THE REQUEST
Gather every one of the lines below that contains the string "jacket", and copy each one in full. Case counts.
--- RECORDS FOR THIS TASK ---
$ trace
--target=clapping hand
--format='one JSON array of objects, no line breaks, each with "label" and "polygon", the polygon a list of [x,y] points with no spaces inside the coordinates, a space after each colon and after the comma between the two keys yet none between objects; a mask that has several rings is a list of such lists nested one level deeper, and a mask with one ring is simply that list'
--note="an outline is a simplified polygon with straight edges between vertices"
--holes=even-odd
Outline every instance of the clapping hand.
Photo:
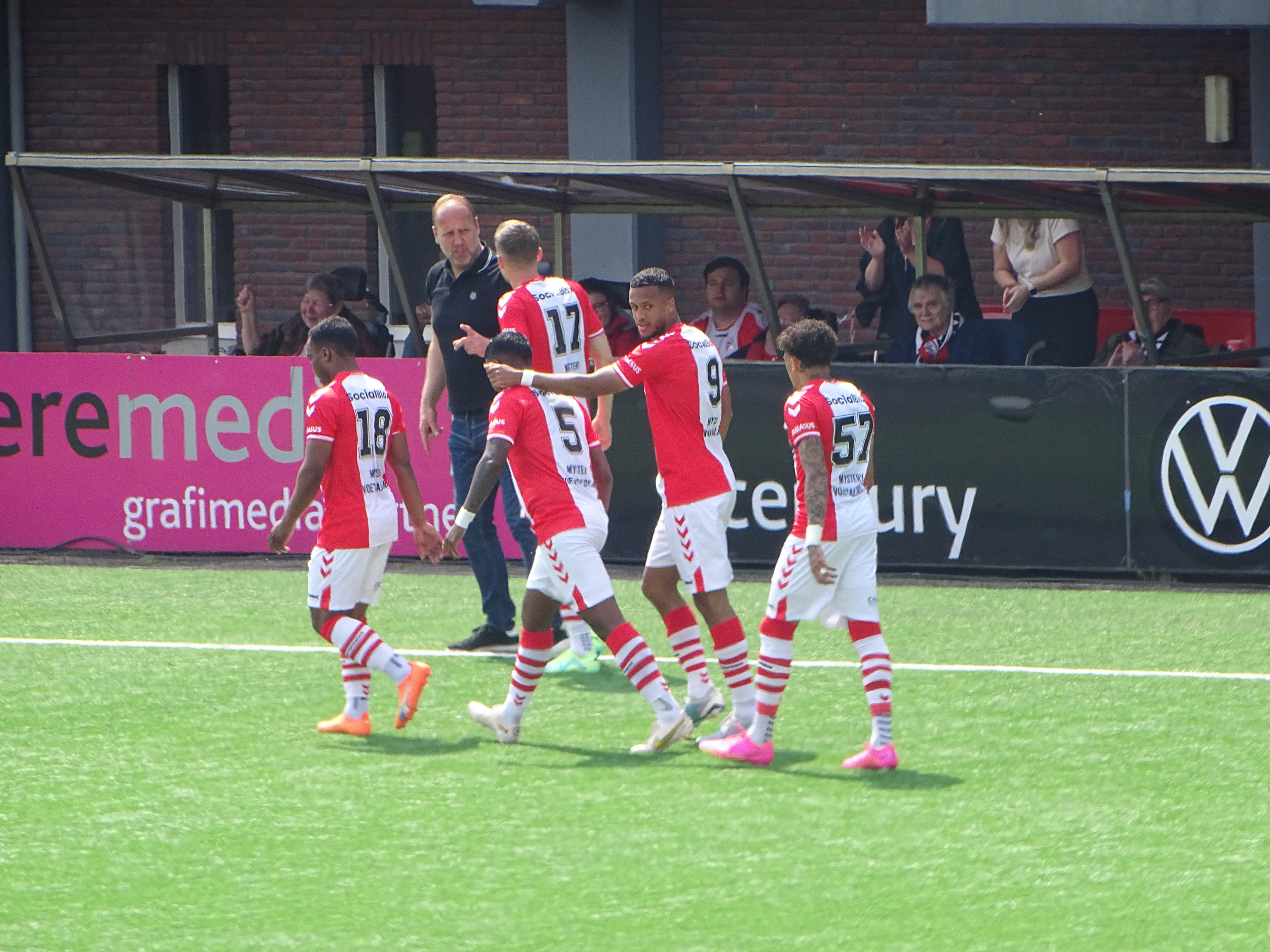
[{"label": "clapping hand", "polygon": [[886,242],[881,240],[878,228],[860,228],[860,246],[874,258],[886,254]]}]

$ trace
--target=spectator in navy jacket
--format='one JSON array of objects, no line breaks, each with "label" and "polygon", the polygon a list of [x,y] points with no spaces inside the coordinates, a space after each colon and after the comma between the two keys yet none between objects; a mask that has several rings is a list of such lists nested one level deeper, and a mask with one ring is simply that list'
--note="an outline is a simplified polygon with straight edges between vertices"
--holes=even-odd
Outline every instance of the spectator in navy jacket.
[{"label": "spectator in navy jacket", "polygon": [[908,292],[908,310],[917,319],[917,331],[895,339],[886,352],[888,363],[999,363],[983,321],[968,321],[954,314],[956,292],[942,274],[923,274]]}]

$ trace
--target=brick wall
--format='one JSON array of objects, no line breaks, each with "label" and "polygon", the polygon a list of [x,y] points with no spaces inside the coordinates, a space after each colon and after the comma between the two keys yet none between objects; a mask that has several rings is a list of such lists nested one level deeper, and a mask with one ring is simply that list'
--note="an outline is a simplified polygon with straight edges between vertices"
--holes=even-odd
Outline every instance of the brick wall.
[{"label": "brick wall", "polygon": [[[366,67],[385,48],[391,57],[394,46],[403,46],[394,38],[414,34],[437,75],[441,155],[569,154],[563,8],[480,10],[470,0],[47,0],[24,4],[23,18],[32,151],[168,151],[161,67],[207,62],[229,67],[232,152],[367,154],[373,99]],[[165,204],[135,202],[122,211],[126,202],[116,201],[100,209],[108,192],[48,176],[33,182],[33,190],[42,222],[51,213],[44,227],[76,333],[171,324]],[[377,249],[367,218],[236,213],[235,282],[253,283],[262,321],[295,312],[314,272],[358,264],[373,283]],[[550,242],[550,218],[537,223]],[[497,222],[486,225],[489,237]],[[102,235],[117,240],[107,248]],[[131,256],[142,246],[147,258]],[[109,274],[117,291],[91,274]],[[36,339],[55,345],[60,335],[38,274],[32,286]]]},{"label": "brick wall", "polygon": [[[677,0],[662,6],[667,159],[1248,168],[1247,33],[1022,30],[926,25],[923,0],[820,4]],[[1204,142],[1204,76],[1234,83],[1237,138]],[[859,300],[857,230],[871,222],[758,221],[777,296],[843,314]],[[982,301],[991,222],[965,222]],[[1252,228],[1134,225],[1138,273],[1179,303],[1252,307]],[[1110,232],[1085,230],[1104,303],[1128,306]],[[688,310],[700,268],[744,249],[734,222],[667,222],[667,256]]]},{"label": "brick wall", "polygon": [[[405,55],[436,71],[442,155],[568,156],[561,6],[44,0],[24,4],[23,17],[33,151],[166,151],[160,67],[224,62],[234,152],[366,152],[367,66]],[[859,0],[676,0],[663,4],[662,19],[668,159],[1250,162],[1243,32],[931,29],[922,0],[885,9]],[[1234,80],[1237,141],[1228,147],[1203,141],[1210,72]],[[51,216],[76,329],[170,322],[166,206],[126,209],[103,194],[46,180],[36,195]],[[550,220],[536,223],[550,249]],[[776,292],[809,293],[838,314],[852,306],[862,223],[761,221]],[[486,222],[486,237],[494,225]],[[965,228],[986,301],[996,297],[988,228]],[[1130,240],[1139,272],[1168,279],[1180,302],[1251,307],[1250,227],[1133,226]],[[1106,230],[1088,226],[1086,244],[1101,300],[1125,303]],[[667,263],[682,278],[685,310],[702,306],[701,264],[742,250],[728,217],[668,221]],[[376,273],[366,216],[235,217],[235,278],[253,282],[267,321],[295,310],[307,274],[344,263]],[[38,275],[33,289],[37,341],[53,345]]]}]

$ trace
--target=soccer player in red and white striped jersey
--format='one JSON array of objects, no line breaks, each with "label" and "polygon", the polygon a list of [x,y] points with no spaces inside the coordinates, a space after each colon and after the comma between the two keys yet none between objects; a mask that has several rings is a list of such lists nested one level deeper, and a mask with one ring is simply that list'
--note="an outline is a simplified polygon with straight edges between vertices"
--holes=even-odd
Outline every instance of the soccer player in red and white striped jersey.
[{"label": "soccer player in red and white striped jersey", "polygon": [[269,532],[269,548],[287,551],[304,512],[323,494],[321,528],[309,559],[309,614],[314,631],[339,649],[344,711],[318,725],[324,734],[371,732],[371,670],[398,685],[396,727],[414,716],[428,683],[425,664],[406,661],[366,623],[380,603],[389,548],[398,537],[398,505],[385,466],[396,476],[419,555],[441,561],[441,534],[423,509],[410,467],[396,397],[357,367],[357,334],[343,317],[309,331],[309,359],[321,387],[305,407],[305,456],[296,491]]},{"label": "soccer player in red and white striped jersey", "polygon": [[[724,710],[710,680],[701,633],[678,592],[682,580],[714,638],[715,656],[732,689],[733,712],[723,734],[744,730],[754,717],[749,647],[728,600],[732,564],[728,520],[737,482],[723,449],[732,397],[719,352],[705,334],[679,321],[674,282],[660,268],[631,278],[631,314],[644,343],[612,367],[591,374],[526,372],[530,386],[592,397],[644,385],[657,456],[662,515],[644,565],[644,594],[662,614],[667,637],[688,678],[685,710],[693,724]],[[522,373],[486,363],[497,388],[522,382]]]},{"label": "soccer player in red and white striped jersey", "polygon": [[[533,350],[525,335],[503,331],[489,341],[485,358],[526,371]],[[538,550],[526,583],[521,607],[525,628],[507,699],[497,707],[472,701],[467,712],[500,743],[519,739],[521,718],[551,658],[551,616],[561,604],[572,603],[605,638],[657,716],[648,741],[631,751],[655,753],[685,740],[692,734],[692,720],[671,696],[644,638],[622,617],[599,557],[608,534],[612,472],[582,401],[527,386],[508,387],[494,397],[485,453],[446,536],[446,552],[457,553],[464,531],[508,463],[538,537]]]},{"label": "soccer player in red and white striped jersey", "polygon": [[846,628],[860,654],[872,736],[842,762],[848,769],[890,770],[890,651],[878,616],[878,517],[872,486],[874,409],[829,362],[838,341],[829,326],[803,320],[786,327],[779,345],[794,395],[785,401],[785,430],[794,449],[798,512],[781,550],[758,626],[758,711],[745,734],[704,740],[701,749],[728,760],[766,765],[772,729],[794,658],[794,630],[819,618]]},{"label": "soccer player in red and white striped jersey", "polygon": [[[542,277],[542,242],[538,230],[517,218],[504,221],[494,232],[498,268],[512,286],[499,298],[498,326],[523,334],[533,349],[531,369],[542,373],[587,372],[589,366],[607,367],[613,362],[605,327],[591,306],[591,296],[580,284],[564,278]],[[455,341],[455,349],[484,357],[489,340],[466,324],[466,334]],[[613,411],[611,395],[599,397],[592,420],[602,449],[613,442],[610,423]],[[591,628],[578,617],[573,604],[560,608],[561,622],[569,633],[569,654],[552,663],[560,670],[599,671],[598,647],[592,644]],[[572,661],[572,664],[570,664]],[[563,665],[563,666],[561,666]]]}]

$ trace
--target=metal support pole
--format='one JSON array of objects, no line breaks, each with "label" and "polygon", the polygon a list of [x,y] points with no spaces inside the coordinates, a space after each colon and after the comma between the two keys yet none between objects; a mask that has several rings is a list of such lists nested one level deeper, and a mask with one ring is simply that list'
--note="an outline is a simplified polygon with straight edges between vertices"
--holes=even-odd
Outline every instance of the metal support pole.
[{"label": "metal support pole", "polygon": [[754,272],[758,282],[758,301],[763,306],[768,322],[776,321],[776,301],[772,298],[772,286],[767,283],[767,269],[763,268],[763,258],[758,253],[758,241],[754,239],[754,226],[749,221],[749,209],[745,208],[745,199],[740,194],[740,185],[737,176],[732,174],[732,166],[726,166],[728,194],[732,195],[732,208],[737,213],[737,223],[740,226],[740,237],[745,242],[745,254],[749,256],[749,268]]},{"label": "metal support pole", "polygon": [[551,216],[551,232],[555,235],[555,269],[554,273],[559,278],[568,277],[564,273],[564,212],[556,212]]},{"label": "metal support pole", "polygon": [[423,341],[423,329],[419,327],[419,319],[414,314],[414,306],[410,303],[410,294],[405,289],[405,275],[401,274],[401,263],[398,261],[396,249],[392,246],[392,236],[389,234],[389,216],[384,209],[384,197],[380,194],[380,183],[375,179],[375,173],[371,171],[370,160],[362,162],[362,174],[366,176],[366,194],[371,199],[371,209],[375,212],[375,226],[380,231],[380,241],[384,242],[384,250],[389,256],[389,268],[392,270],[392,281],[398,288],[398,296],[401,298],[401,308],[405,311],[405,321],[410,325],[410,333],[415,335],[419,341]]},{"label": "metal support pole", "polygon": [[1115,253],[1120,256],[1120,270],[1124,274],[1125,289],[1129,292],[1129,303],[1133,305],[1133,322],[1138,329],[1138,336],[1142,338],[1147,363],[1154,367],[1160,363],[1160,354],[1156,353],[1156,335],[1152,334],[1151,321],[1147,320],[1147,308],[1142,306],[1142,291],[1138,288],[1138,278],[1133,273],[1133,259],[1129,256],[1129,241],[1124,234],[1124,223],[1120,221],[1120,209],[1116,208],[1106,179],[1099,183],[1099,194],[1102,195],[1102,208],[1111,228],[1111,240],[1115,241]]},{"label": "metal support pole", "polygon": [[220,329],[216,324],[216,273],[215,246],[212,245],[212,209],[203,209],[203,319],[212,327],[207,335],[207,353],[215,354],[220,344]]},{"label": "metal support pole", "polygon": [[[930,188],[922,183],[917,187],[917,201],[925,206],[928,193]],[[913,258],[916,259],[913,270],[921,278],[926,274],[926,211],[923,208],[918,208],[917,213],[913,215]]]},{"label": "metal support pole", "polygon": [[30,211],[30,195],[27,194],[27,180],[22,176],[22,170],[17,165],[9,166],[9,178],[13,182],[13,194],[18,199],[18,207],[22,209],[22,218],[27,223],[30,245],[36,251],[36,264],[39,265],[39,277],[44,279],[44,289],[48,291],[48,302],[53,306],[53,317],[62,331],[62,344],[67,350],[75,350],[77,349],[75,335],[71,334],[71,325],[66,321],[62,292],[57,287],[57,279],[53,278],[53,263],[48,258],[44,234],[39,230],[39,222],[36,221],[36,216]]}]

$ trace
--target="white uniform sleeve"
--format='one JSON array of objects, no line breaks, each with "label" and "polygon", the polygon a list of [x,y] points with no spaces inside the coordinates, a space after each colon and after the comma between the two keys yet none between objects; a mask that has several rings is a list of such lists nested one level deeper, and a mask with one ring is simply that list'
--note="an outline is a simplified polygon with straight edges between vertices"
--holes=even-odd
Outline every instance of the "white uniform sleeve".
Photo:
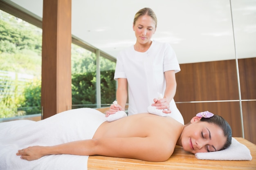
---
EXERCISE OUTPUT
--target=spectator in navy jacket
Outline every instance of the spectator in navy jacket.
[{"label": "spectator in navy jacket", "polygon": [[908,292],[908,310],[917,319],[917,331],[895,339],[886,352],[888,363],[999,363],[983,321],[968,321],[954,314],[956,292],[942,274],[923,274]]}]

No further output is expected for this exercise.